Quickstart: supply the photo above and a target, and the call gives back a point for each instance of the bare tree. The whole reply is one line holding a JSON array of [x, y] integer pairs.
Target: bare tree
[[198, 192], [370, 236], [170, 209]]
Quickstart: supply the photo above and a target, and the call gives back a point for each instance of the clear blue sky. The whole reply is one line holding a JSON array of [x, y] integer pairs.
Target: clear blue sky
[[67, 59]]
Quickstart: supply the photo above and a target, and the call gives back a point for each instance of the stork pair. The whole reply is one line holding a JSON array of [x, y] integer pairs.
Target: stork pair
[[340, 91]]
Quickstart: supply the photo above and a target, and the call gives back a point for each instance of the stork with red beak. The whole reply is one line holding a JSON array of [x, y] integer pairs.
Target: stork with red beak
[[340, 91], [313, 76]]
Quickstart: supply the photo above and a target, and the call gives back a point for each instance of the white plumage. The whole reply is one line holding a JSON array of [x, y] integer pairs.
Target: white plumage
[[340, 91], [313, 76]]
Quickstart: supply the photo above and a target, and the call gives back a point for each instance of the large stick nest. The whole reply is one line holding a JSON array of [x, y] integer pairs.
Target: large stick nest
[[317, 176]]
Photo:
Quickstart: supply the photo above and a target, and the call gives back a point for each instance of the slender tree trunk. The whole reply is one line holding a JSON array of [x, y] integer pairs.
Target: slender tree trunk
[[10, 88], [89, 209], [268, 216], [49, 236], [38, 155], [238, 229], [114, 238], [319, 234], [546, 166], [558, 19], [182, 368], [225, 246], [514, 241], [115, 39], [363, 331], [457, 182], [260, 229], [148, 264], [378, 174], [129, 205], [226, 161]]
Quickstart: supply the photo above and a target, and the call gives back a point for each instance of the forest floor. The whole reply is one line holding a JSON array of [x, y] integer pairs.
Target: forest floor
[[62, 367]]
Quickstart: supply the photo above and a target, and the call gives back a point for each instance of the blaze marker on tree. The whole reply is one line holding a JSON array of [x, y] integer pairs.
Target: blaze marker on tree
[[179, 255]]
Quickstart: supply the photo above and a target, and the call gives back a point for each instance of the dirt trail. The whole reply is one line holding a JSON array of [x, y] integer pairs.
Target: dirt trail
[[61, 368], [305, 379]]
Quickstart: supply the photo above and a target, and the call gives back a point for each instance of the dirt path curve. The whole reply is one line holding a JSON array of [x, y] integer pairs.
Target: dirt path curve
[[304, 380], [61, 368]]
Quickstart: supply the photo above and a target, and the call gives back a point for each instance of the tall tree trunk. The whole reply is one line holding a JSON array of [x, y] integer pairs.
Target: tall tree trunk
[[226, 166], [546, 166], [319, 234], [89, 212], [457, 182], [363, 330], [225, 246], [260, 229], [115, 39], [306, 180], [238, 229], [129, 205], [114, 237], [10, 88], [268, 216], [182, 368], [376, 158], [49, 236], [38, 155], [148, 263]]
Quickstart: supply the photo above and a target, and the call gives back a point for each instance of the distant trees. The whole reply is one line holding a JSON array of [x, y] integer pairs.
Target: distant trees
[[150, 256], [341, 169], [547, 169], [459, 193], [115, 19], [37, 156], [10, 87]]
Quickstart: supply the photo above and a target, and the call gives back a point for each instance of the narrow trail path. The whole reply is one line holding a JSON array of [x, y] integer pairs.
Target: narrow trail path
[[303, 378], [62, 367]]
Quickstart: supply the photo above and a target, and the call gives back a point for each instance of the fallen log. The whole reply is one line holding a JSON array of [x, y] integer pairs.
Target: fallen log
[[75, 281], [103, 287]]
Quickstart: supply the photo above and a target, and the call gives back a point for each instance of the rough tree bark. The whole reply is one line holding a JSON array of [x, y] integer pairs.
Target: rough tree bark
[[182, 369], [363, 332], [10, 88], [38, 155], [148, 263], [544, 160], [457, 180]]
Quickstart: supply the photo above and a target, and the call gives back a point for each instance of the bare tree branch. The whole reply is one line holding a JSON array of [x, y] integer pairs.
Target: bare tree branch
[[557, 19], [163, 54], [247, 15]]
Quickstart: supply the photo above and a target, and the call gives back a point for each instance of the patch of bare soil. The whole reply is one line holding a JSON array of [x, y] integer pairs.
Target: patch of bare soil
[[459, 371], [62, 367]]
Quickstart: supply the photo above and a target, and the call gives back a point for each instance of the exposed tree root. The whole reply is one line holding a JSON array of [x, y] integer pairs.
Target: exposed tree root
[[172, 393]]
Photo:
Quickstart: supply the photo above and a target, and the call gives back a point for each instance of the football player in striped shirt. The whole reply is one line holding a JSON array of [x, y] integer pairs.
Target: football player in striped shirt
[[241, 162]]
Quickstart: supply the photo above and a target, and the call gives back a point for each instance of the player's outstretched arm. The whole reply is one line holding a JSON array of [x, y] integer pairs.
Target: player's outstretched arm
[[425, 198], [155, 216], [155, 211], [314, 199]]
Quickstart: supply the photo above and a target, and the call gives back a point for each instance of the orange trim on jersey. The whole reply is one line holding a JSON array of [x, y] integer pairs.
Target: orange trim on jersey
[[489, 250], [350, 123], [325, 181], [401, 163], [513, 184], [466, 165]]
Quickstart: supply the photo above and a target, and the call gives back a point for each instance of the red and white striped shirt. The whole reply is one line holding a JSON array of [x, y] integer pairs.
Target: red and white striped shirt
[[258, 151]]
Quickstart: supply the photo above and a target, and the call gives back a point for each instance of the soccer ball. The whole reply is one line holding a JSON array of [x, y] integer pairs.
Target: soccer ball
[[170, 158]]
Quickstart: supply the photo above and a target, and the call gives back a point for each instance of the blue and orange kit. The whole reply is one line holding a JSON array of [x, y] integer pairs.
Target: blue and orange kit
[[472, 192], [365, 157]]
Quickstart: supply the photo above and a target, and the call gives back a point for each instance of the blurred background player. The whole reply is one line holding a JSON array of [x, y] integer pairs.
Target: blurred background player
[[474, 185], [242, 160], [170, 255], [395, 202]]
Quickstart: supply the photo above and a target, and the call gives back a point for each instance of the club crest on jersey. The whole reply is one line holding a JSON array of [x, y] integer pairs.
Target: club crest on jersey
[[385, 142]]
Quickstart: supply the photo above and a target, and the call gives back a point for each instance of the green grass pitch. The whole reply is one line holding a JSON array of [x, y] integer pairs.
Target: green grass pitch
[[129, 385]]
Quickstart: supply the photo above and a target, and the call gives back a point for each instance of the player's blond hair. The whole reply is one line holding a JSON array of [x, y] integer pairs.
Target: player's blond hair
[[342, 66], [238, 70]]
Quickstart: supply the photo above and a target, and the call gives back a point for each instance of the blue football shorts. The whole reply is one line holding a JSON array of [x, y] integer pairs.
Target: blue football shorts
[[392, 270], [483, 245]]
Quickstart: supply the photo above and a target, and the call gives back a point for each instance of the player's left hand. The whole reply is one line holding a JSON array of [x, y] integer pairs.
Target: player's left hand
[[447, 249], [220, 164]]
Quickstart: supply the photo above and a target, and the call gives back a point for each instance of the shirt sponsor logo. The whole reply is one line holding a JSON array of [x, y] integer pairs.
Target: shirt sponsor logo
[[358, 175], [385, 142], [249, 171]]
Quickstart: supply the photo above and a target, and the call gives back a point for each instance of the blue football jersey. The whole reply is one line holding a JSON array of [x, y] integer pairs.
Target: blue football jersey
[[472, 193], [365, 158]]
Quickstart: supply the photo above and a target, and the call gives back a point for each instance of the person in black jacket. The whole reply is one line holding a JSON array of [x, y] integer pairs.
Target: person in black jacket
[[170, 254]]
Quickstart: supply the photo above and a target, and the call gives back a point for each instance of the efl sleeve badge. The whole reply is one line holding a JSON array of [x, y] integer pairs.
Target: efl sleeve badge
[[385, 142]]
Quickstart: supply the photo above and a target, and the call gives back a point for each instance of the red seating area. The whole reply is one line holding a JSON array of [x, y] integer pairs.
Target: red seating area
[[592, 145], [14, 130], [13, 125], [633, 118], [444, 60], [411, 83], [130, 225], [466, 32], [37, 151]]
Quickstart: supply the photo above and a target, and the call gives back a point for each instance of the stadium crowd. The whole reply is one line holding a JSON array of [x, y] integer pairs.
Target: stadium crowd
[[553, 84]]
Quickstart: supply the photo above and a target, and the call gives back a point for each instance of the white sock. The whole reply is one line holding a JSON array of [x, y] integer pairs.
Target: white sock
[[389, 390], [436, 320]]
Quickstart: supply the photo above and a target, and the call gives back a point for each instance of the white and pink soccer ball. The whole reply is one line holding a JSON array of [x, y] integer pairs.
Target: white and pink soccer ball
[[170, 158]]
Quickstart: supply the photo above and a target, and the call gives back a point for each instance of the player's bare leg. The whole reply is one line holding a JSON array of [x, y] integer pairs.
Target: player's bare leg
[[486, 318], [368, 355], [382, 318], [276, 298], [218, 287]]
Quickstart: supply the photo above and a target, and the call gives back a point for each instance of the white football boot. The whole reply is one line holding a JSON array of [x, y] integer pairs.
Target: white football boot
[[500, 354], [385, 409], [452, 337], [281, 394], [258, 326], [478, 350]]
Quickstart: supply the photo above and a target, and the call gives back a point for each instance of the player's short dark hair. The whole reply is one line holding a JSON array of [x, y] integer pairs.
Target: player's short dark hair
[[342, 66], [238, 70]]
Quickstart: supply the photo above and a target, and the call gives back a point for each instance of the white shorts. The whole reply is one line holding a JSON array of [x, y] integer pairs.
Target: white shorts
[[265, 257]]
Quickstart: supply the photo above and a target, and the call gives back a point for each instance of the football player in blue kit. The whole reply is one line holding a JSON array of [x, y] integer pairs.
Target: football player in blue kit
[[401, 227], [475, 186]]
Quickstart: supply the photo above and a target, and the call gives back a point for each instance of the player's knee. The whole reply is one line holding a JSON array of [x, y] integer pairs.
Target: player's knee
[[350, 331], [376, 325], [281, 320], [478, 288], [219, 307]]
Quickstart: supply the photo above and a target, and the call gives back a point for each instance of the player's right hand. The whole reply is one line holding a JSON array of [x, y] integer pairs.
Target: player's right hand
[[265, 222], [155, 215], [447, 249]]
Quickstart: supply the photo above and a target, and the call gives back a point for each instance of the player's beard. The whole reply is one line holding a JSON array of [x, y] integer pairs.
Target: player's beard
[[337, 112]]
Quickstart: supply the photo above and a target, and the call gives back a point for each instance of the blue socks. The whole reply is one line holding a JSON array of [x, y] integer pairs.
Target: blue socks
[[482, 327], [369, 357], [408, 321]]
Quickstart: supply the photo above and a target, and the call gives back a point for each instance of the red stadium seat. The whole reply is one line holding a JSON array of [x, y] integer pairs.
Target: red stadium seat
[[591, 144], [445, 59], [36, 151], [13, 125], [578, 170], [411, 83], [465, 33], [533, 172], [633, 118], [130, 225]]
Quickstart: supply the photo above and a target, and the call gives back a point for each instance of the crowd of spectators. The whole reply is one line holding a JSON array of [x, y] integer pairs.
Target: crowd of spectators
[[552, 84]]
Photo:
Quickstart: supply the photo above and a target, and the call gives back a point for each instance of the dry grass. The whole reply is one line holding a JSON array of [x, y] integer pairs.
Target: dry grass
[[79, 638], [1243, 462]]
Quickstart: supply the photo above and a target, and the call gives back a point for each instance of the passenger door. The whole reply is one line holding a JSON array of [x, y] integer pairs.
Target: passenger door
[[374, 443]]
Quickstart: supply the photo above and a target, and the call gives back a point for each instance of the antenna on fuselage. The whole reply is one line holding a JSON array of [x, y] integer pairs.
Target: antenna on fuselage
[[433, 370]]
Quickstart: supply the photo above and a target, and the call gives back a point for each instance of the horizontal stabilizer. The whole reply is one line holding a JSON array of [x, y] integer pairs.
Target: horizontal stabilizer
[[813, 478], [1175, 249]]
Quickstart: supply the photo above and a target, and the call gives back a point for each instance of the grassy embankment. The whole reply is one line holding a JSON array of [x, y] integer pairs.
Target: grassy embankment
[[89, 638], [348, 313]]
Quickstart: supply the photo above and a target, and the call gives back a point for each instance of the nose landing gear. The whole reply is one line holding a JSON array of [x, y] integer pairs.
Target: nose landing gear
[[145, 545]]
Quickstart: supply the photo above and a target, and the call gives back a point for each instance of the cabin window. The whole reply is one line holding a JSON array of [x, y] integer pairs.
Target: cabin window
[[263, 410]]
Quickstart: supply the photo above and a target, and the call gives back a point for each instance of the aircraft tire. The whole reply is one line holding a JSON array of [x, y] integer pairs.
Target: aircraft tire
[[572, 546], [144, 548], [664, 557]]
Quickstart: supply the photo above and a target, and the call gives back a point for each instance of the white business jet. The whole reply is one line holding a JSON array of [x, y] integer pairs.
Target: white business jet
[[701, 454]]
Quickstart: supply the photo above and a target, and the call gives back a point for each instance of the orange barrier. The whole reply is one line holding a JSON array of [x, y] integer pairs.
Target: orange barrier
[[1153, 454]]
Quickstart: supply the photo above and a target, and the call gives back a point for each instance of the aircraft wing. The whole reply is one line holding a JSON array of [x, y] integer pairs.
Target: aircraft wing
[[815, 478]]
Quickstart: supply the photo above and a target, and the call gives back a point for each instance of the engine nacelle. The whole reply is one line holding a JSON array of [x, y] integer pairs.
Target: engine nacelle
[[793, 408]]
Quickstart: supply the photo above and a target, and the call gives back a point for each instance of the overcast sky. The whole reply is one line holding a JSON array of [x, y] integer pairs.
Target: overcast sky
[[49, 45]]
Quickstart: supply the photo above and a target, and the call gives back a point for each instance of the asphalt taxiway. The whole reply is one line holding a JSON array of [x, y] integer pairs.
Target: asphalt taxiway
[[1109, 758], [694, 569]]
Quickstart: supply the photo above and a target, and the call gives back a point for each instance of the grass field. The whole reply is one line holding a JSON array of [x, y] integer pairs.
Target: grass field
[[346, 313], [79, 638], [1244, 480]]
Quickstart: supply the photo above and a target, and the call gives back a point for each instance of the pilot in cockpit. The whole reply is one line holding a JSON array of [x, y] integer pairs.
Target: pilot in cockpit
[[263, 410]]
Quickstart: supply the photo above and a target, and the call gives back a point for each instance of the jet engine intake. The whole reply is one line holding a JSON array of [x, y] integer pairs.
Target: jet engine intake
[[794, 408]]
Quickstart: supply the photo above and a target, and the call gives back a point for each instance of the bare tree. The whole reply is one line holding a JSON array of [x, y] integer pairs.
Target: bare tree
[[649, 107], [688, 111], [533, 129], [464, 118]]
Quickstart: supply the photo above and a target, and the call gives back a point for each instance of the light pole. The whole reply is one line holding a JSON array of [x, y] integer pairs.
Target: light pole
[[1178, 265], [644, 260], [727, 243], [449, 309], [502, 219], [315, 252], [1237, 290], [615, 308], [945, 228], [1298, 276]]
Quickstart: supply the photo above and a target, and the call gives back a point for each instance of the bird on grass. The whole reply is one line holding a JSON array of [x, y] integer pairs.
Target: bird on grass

——

**ВАША ЗАДАЧА**
Перепишите записи целиком, от строки с «of the horizontal» до строки с «[[701, 454]]» включительно. Каждую координату в ответах увеличьте на 33.

**ПОЛНЫЙ ОТВЕТ**
Quickstart: supply the photo above and a target, and the call gives back a point for each instance of the horizontal stabilizer. The whole reply is one line holding a JSON array of [x, y] integer pairs.
Target: horizontal stabilizer
[[846, 511], [1208, 282]]
Quickstart: supply the photo above and a target, and the call gives back a point for each instance of the grassy embankment. The whole reply is one line holding a JSON array of [x, y] integer pairs.
Target: grassy embankment
[[122, 671], [381, 346]]
Quickstart: supply the photo above and a target, and the call gives back a point for each instance of the nose landing gear. The whole reply is one line holding a JSON array of [x, y] integer pairs.
Target: nose landing gear
[[178, 578]]
Quickstart: supply the photo above and a target, and the call gives back a point for each instance of the cabin window. The whole reply is one line holding a JSON array of [x, y] integer pairs.
Target: cabin window
[[296, 443]]
Quickstart: supply the photo above and a target, and the call gives back a point for each instance of the aircraft tire. The whole reply is one line holding a JSON array of [x, y] integer pairs.
Target: aircraft tire
[[605, 579], [177, 581], [697, 590]]
Quickstart: supply the photo above and a target, and the call gives back a point for each instance of the white business jet. The whole reply is one line holding a JSON array of [x, y] integer pairs.
Target: white business jet
[[734, 487]]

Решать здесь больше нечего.